• Stated exercise
Reproduce the listing below in its entirety. Change nothing.

## begin Records to use

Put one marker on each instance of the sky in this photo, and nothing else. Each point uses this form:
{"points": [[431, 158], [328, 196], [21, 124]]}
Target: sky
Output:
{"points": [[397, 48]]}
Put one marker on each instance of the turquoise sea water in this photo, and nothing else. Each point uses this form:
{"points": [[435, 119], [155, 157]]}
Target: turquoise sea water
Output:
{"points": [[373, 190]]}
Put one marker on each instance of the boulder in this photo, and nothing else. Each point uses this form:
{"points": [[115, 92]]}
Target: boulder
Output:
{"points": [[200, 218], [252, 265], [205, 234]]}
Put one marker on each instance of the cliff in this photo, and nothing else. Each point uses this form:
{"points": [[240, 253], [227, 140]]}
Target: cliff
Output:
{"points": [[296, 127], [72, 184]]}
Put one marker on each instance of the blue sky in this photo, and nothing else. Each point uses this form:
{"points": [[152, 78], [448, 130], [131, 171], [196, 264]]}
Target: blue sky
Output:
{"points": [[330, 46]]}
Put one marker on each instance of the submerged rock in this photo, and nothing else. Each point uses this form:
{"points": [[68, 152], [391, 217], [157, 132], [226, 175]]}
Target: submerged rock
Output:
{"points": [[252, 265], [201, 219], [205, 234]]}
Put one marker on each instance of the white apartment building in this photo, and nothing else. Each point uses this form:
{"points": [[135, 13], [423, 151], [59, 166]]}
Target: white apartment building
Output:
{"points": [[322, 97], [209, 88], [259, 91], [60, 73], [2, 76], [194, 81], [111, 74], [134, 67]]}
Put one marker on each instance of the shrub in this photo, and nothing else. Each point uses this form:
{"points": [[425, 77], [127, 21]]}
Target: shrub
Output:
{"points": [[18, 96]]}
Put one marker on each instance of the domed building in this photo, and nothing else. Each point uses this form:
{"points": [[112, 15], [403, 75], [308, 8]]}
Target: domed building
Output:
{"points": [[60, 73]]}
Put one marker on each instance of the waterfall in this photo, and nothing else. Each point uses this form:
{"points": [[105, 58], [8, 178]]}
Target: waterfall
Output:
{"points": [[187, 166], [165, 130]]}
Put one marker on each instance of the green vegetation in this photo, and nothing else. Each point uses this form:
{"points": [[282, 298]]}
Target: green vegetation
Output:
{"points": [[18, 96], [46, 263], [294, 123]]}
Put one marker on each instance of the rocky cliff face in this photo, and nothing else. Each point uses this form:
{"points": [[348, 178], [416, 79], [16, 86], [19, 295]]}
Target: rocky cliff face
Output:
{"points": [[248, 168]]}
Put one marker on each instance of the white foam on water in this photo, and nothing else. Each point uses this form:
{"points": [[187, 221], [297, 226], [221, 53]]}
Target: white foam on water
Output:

## end Records to use

• Task response
Put one marker on each instance of the sky in this photo, and nothing else. Each point uses this form:
{"points": [[431, 158], [328, 196], [21, 124]]}
Target: sky
Output:
{"points": [[397, 48]]}
Put one marker on each instance of the turquoise sea water in this photo, and nothing else. Each point uses this form:
{"points": [[435, 119], [155, 157]]}
Target: turquoise sea water
Output:
{"points": [[373, 190]]}
Put one marker on each instance of the boulder in this photo, and nothing else. Each point uses this form:
{"points": [[115, 92]]}
Target: boulder
Output:
{"points": [[200, 218], [252, 265], [205, 234]]}
Put one marker on each instance of the cliff in this photo, and nothing else. Each point uses this form:
{"points": [[240, 253], [227, 140]]}
Target: cliff
Output:
{"points": [[296, 127], [72, 184]]}
Put one marker on each instance of the blue sky in this photo, and nothing else. Each point uses this form:
{"points": [[152, 78], [448, 130], [131, 171], [196, 264]]}
Target: blue sky
Output:
{"points": [[330, 46]]}
Put one marker on each instance of the submerged rock in this photo, and nothing else. Each point uses this form:
{"points": [[68, 152], [391, 217], [157, 132], [226, 175]]}
Target: submerged rock
Output:
{"points": [[252, 265], [201, 219], [205, 234]]}
Put one marker on each instance of the white apartment building in this photo, and nothing else. Each point uses this form:
{"points": [[135, 13], [423, 151], [59, 166]]}
Target: white apartment building
Output:
{"points": [[322, 97], [209, 88], [259, 91], [60, 73], [2, 76], [194, 81], [111, 74], [134, 67]]}
Put one marker on each instance of the shrub in this photo, and nothing else. Each point uses this form:
{"points": [[425, 77], [127, 21]]}
Target: shrub
Output:
{"points": [[18, 96]]}
Put one marker on each instance of the domed building in this photo, and nothing else. Each point uses this form:
{"points": [[112, 15], [403, 75], [308, 8]]}
Target: domed building
Output:
{"points": [[60, 73]]}
Put one marker on each instance of the waterfall in this photo, and nothing else. Each point uses this form:
{"points": [[105, 58], [8, 178]]}
Target: waterfall
Output:
{"points": [[187, 166], [165, 130]]}
Put one marker on each instance of the green vegetation in this photo, and nothing else. Each point uses this form:
{"points": [[282, 298]]}
Target: green vegetation
Output:
{"points": [[18, 96], [46, 263], [294, 123]]}
Put one marker on each instance of the rocky cliff face in this photo, and nothing else. Each point uses this form:
{"points": [[348, 178], [416, 79], [16, 86], [19, 295]]}
Target: rocky cliff face
Output:
{"points": [[248, 168]]}
Put one marker on each instance of the white foam on water in this photo, and nothing else. Each point uses this form:
{"points": [[187, 221], [297, 226], [221, 53]]}
Target: white foam on water
Output:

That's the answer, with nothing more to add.